Text provided:
• • • •
Europe South Asia Asia Pacific Americas Middle East Africa BBC Homepage World Service Education

 You are in: Talking Point
Front Page 
UK Politics 
Talking Point 
In Depth 

Commonwealth Games 2002

BBC Sport

BBC Weather

Wednesday, 5 December, 2001, 14:59 GMT
Should working hours be reduced for MPs?
MPs are considering moves to a four-day week and work from 10am to 5pm under controversial plans to modernise sittings in the Commons, reports the Sunday Times.

Late-night votes and all-night debates are to be abolished by Robin Cook, the leader of the Commons and chairman of its modernisation committee.

Those in favour of the modernisation of parliament claim the current antisocial hours damage MPs' family lives and deter many women from standing for parliament.

But it has angered some MPs, who fear it could marginalise and stifle discussion on controversial bills, which can often extend into the early hours.

Do you support the proposals? Do you think the current working hours are unreasonable? Or do you think the plans will stifle political discussion?
• • • •
Short exercise: Can you reproduce, word for word, the passage of the text on MPs' working hours between "Wednesday, 5 December, 2001, 14:59" and "the Sunday Times.", inclusive?
• • • •
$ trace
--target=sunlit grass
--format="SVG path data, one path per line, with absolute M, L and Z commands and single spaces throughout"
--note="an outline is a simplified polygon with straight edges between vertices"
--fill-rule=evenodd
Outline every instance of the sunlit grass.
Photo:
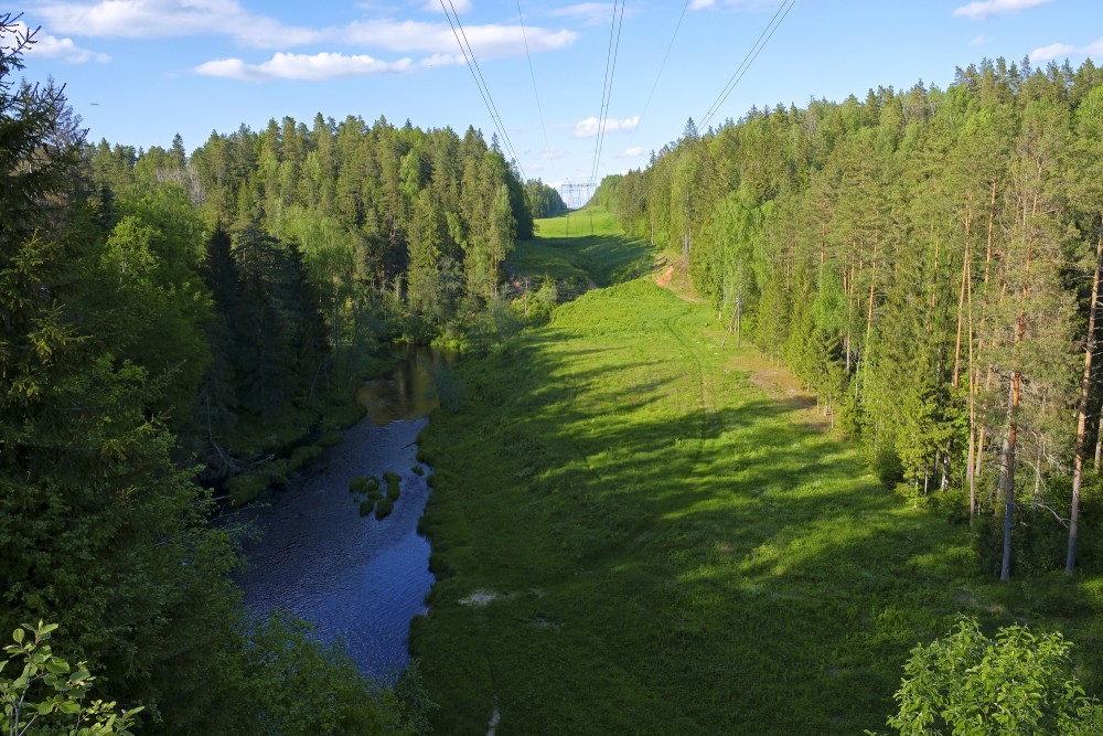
• • • •
Worked solution:
Wednesday, 5 December, 2001, 14:59 GMT
Should working hours be reduced for MPs?
MPs are considering moves to a four-day week and work from 10am to 5pm under controversial plans to modernise sittings in the Commons, reports the Sunday Times.